How many lines of the material below contain the word "background", with case counting? Reply with the number alone.

| RECORDED DATA |
++++++++

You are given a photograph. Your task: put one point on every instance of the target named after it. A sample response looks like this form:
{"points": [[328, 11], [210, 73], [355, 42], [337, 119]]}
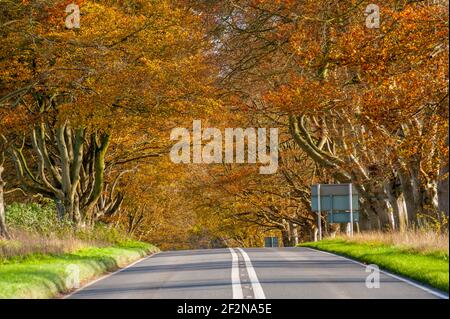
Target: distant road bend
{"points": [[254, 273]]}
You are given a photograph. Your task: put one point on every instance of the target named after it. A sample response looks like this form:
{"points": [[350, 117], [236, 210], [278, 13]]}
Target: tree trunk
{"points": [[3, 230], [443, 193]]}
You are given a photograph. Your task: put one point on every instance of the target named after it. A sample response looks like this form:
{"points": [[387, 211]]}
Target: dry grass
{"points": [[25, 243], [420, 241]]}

++++++++

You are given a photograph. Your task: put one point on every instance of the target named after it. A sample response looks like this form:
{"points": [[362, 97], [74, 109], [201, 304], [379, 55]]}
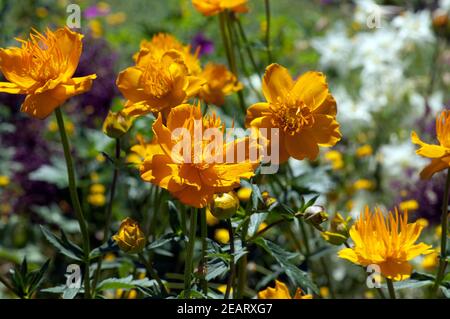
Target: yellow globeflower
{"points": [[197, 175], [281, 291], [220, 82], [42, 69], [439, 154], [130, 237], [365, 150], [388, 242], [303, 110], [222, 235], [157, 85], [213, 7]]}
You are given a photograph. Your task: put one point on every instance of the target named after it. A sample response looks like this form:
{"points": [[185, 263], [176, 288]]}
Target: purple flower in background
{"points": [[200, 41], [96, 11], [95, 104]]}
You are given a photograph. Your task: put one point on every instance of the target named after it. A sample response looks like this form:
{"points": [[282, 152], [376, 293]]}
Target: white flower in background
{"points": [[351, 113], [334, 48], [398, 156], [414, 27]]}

++++++++

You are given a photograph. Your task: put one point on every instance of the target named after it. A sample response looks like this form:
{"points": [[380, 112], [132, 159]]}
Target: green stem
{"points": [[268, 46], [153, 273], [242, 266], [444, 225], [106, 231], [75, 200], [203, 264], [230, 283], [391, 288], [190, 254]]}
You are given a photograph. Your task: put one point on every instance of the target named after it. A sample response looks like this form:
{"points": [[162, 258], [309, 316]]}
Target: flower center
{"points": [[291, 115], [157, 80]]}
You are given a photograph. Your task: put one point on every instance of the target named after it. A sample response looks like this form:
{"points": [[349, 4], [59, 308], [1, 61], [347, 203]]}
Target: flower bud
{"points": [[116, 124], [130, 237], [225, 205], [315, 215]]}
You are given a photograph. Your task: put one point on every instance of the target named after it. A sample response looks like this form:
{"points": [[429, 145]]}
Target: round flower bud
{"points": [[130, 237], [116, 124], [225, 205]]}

++++++++

| TASK RESULT |
2